→ Records to use:
****************************************

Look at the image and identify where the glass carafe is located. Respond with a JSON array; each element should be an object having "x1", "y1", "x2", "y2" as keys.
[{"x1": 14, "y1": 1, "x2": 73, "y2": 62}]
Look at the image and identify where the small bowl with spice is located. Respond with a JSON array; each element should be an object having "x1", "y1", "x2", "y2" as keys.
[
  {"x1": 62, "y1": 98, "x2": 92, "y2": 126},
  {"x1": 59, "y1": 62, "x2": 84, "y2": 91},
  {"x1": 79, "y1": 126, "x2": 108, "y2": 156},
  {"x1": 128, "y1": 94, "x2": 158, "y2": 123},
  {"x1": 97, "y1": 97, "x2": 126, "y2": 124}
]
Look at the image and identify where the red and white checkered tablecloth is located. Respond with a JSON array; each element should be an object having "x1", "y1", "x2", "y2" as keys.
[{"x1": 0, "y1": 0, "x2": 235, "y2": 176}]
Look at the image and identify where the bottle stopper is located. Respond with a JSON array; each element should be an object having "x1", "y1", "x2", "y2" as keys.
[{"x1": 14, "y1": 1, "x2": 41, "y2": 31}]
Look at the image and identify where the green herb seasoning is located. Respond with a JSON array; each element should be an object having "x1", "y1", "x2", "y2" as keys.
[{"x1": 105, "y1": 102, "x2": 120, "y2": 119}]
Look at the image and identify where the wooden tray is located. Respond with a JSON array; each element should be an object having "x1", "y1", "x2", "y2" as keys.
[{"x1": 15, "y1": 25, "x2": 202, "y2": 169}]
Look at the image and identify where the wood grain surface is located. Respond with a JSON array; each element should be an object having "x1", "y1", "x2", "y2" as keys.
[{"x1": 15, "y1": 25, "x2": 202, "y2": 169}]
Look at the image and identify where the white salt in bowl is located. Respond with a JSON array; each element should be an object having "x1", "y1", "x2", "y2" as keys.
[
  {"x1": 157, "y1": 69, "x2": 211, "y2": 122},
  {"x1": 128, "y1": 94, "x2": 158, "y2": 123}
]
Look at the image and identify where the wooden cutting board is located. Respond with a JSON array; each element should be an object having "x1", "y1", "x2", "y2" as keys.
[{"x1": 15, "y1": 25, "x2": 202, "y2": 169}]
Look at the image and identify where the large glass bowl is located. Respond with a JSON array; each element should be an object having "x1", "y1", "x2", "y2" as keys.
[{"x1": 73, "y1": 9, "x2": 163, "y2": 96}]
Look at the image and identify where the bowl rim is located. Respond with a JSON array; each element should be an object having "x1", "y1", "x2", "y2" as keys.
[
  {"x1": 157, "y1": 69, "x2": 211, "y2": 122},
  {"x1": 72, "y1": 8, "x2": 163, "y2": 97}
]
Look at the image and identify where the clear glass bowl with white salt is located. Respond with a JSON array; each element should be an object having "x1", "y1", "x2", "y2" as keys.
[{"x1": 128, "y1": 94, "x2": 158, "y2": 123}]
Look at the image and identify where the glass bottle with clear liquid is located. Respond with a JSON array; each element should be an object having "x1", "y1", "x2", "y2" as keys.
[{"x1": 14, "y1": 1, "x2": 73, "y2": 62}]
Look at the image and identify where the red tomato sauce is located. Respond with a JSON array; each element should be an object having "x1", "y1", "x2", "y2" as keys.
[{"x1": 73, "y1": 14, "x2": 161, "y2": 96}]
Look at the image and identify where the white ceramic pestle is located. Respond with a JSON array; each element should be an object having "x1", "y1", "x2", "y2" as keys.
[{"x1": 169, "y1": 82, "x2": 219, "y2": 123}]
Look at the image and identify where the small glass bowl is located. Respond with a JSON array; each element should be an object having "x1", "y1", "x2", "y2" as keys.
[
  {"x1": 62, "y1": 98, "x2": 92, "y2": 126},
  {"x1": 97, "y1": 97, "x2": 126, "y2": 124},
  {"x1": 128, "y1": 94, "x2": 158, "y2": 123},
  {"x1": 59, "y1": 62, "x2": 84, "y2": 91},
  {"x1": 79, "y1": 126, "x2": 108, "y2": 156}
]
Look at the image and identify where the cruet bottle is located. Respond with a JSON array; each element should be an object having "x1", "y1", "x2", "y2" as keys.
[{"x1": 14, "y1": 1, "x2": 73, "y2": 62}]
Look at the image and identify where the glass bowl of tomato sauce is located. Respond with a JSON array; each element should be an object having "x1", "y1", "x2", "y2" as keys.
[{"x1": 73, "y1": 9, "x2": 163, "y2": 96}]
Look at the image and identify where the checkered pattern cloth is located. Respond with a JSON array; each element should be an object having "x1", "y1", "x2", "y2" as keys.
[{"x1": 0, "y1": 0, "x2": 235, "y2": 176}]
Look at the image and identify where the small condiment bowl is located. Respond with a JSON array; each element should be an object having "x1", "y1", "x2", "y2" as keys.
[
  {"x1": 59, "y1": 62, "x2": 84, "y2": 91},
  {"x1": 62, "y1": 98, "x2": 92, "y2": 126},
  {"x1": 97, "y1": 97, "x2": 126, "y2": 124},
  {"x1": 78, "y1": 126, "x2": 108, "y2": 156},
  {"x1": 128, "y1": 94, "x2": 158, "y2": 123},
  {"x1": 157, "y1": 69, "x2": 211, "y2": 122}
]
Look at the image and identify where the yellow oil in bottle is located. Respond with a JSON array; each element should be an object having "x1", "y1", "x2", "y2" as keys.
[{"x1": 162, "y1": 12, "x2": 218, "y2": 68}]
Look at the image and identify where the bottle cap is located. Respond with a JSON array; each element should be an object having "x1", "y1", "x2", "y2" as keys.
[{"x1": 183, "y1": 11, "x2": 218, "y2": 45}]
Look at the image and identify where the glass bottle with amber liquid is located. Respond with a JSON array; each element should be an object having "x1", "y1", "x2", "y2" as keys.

****************************************

→ Requirement: Output each line of the material above. Nothing should differ from the original.

→ Response box:
Look at the image and identify where the glass carafe is located. Respond with a JSON array; each element should be an object having "x1", "y1", "x2", "y2" as keys.
[{"x1": 14, "y1": 1, "x2": 73, "y2": 62}]
Look at the image and identify where the small bowl with spice is located. Respond with a JSON array; each element should be an object having "x1", "y1", "x2", "y2" as keys.
[
  {"x1": 62, "y1": 98, "x2": 92, "y2": 126},
  {"x1": 59, "y1": 62, "x2": 84, "y2": 91},
  {"x1": 79, "y1": 126, "x2": 108, "y2": 156},
  {"x1": 128, "y1": 94, "x2": 158, "y2": 123},
  {"x1": 97, "y1": 97, "x2": 126, "y2": 124}
]
Look at the image and identify where the red and white checkered tablecloth is located. Respond with a JSON array; each element should be an object having "x1", "y1", "x2", "y2" as keys.
[{"x1": 0, "y1": 0, "x2": 235, "y2": 176}]
Look at the image and identify where the bottle stopper is located. Respond with a JSON array; each element should be an object having "x1", "y1", "x2", "y2" as keys.
[{"x1": 14, "y1": 1, "x2": 41, "y2": 31}]
Look at the image and identify where the green herb seasoning is located. Respond with a JSON array; each element should be an object having "x1", "y1", "x2", "y2" as keys.
[{"x1": 105, "y1": 102, "x2": 120, "y2": 119}]
Look at the image and identify where the wooden tray is located. Respond with a JSON array; each element should be an object having "x1", "y1", "x2", "y2" as keys.
[{"x1": 15, "y1": 25, "x2": 202, "y2": 169}]
Look at the image and identify where the wood grain surface is located. Respond with a JSON array; each element should be an object having "x1", "y1", "x2", "y2" as keys.
[{"x1": 15, "y1": 25, "x2": 202, "y2": 169}]
Look at the image and identify where the white salt in bowl is located. Respond with a JSON array; each element should be an object having "x1", "y1", "x2", "y2" as keys.
[
  {"x1": 157, "y1": 69, "x2": 211, "y2": 122},
  {"x1": 128, "y1": 94, "x2": 158, "y2": 123}
]
Look at the image and identify where the wooden cutting board is located. Respond with a JSON array; each element should be an object having "x1", "y1", "x2", "y2" as keys.
[{"x1": 15, "y1": 25, "x2": 202, "y2": 169}]
Look at the image and identify where the large glass bowl is located. Respond with a JSON array; each element should be an object having "x1", "y1", "x2", "y2" as keys.
[{"x1": 73, "y1": 9, "x2": 163, "y2": 96}]
Look at the image and identify where the bowl rim is located. Respond with a JSON array; each element should be an object having "x1", "y1", "x2", "y2" as keys.
[
  {"x1": 157, "y1": 69, "x2": 211, "y2": 122},
  {"x1": 72, "y1": 8, "x2": 163, "y2": 97}
]
Look at the image and identify where the clear glass bowl with white salt is located. Respond with a JSON array; each element should be an object having "x1", "y1", "x2", "y2" as keys.
[{"x1": 128, "y1": 94, "x2": 158, "y2": 123}]
Look at the image and identify where the glass bottle with clear liquid is located. Respond with a JSON array; each element should be an object having "x1", "y1", "x2", "y2" as keys.
[{"x1": 14, "y1": 1, "x2": 73, "y2": 62}]
Look at the image and identify where the red tomato sauce is located. Respond with a JSON array; each element should be an object having "x1", "y1", "x2", "y2" as keys.
[{"x1": 73, "y1": 14, "x2": 161, "y2": 96}]
Look at the image and identify where the white ceramic pestle is located. Respond with a JSON array; each element should be an object having "x1", "y1", "x2", "y2" as keys.
[{"x1": 169, "y1": 82, "x2": 219, "y2": 123}]
Look at the image and identify where the small glass bowl is located. Respond with a JSON array; each element should be an object having "x1", "y1", "x2", "y2" as keys.
[
  {"x1": 62, "y1": 98, "x2": 92, "y2": 126},
  {"x1": 97, "y1": 97, "x2": 126, "y2": 124},
  {"x1": 128, "y1": 94, "x2": 158, "y2": 123},
  {"x1": 59, "y1": 62, "x2": 84, "y2": 91},
  {"x1": 79, "y1": 126, "x2": 108, "y2": 156}
]
Look at the image and identify where the cruet bottle is located. Respond with a JSON array; each element should be an object having "x1", "y1", "x2", "y2" as keys.
[{"x1": 14, "y1": 1, "x2": 73, "y2": 62}]
Look at the image and identify where the glass bowl of tomato sauce is located. Respond with a JSON array; each element should be an object having "x1", "y1", "x2", "y2" as keys.
[{"x1": 73, "y1": 9, "x2": 163, "y2": 96}]
Look at the image and identify where the checkered pattern cloth is located. Respond with a JSON array; each element should be an object having "x1", "y1", "x2", "y2" as keys.
[{"x1": 0, "y1": 0, "x2": 235, "y2": 176}]
Look at the image and identify where the small condiment bowl is located. Respond with a JSON array; each element should be an object having "x1", "y1", "x2", "y2" as keys.
[
  {"x1": 59, "y1": 62, "x2": 84, "y2": 91},
  {"x1": 62, "y1": 98, "x2": 92, "y2": 126},
  {"x1": 97, "y1": 97, "x2": 126, "y2": 124},
  {"x1": 78, "y1": 126, "x2": 108, "y2": 156},
  {"x1": 128, "y1": 94, "x2": 158, "y2": 123},
  {"x1": 157, "y1": 69, "x2": 211, "y2": 122}
]
Look at the image and identify where the yellow oil in bottle is located. Respond with a JSON array; each element should be an object having "x1", "y1", "x2", "y2" as keys.
[{"x1": 162, "y1": 12, "x2": 218, "y2": 68}]
Look at the image and identify where the bottle cap is located. Respond with a JSON array; each element should be an object having "x1", "y1", "x2", "y2" as keys.
[{"x1": 183, "y1": 11, "x2": 218, "y2": 45}]
Look at the image and identify where the glass bottle with amber liquid is located. Respond with a JSON array; each element should be an object having "x1", "y1", "x2", "y2" as keys.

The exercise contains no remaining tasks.